Turn the lines from the one containing "Mark each instance of the bridge walkway" to the one containing "x=496 y=195", both included, into a numbered list, leaving out any blank lines.

*Data for the task*.
=====
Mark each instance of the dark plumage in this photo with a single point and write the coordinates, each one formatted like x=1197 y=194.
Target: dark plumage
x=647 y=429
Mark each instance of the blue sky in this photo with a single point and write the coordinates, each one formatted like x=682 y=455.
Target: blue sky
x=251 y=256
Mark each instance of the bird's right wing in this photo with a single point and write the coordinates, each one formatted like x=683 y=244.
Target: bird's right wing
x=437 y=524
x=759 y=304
=====
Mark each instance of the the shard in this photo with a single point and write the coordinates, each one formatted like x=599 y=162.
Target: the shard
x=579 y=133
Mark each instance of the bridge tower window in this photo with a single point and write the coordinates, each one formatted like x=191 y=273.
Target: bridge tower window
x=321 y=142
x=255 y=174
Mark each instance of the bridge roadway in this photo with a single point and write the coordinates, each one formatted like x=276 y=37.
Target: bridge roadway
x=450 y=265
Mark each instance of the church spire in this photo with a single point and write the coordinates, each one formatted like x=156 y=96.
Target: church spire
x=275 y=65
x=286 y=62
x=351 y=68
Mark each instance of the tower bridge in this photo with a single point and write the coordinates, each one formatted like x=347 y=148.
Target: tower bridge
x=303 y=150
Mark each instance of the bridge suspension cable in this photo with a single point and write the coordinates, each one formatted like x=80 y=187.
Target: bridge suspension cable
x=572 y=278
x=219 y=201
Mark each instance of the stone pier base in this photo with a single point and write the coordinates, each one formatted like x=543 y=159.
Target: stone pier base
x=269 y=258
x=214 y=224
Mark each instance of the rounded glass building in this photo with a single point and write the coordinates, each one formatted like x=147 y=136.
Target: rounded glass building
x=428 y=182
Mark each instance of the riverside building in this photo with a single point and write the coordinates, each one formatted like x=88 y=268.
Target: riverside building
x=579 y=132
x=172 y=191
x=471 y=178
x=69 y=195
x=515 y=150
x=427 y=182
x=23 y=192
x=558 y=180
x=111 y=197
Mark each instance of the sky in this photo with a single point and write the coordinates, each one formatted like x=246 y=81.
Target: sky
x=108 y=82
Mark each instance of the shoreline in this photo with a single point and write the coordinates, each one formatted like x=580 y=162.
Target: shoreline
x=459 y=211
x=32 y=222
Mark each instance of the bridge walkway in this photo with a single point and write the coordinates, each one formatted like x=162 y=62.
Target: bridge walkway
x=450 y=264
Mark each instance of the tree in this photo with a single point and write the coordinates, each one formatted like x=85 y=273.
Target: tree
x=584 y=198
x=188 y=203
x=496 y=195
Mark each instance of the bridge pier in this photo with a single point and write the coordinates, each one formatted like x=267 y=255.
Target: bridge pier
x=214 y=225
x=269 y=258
=====
*Complete response*.
1. Mark each instance of the bridge walkway in this photo with a single point and write the coordinates, each one formatted like x=162 y=62.
2. Target: bridge walkway
3. x=450 y=264
4. Mark each instance of the tree in this photo with a single point and write the coordinates, each one formatted like x=85 y=273.
5. Target: tree
6. x=584 y=198
7. x=188 y=203
8. x=496 y=195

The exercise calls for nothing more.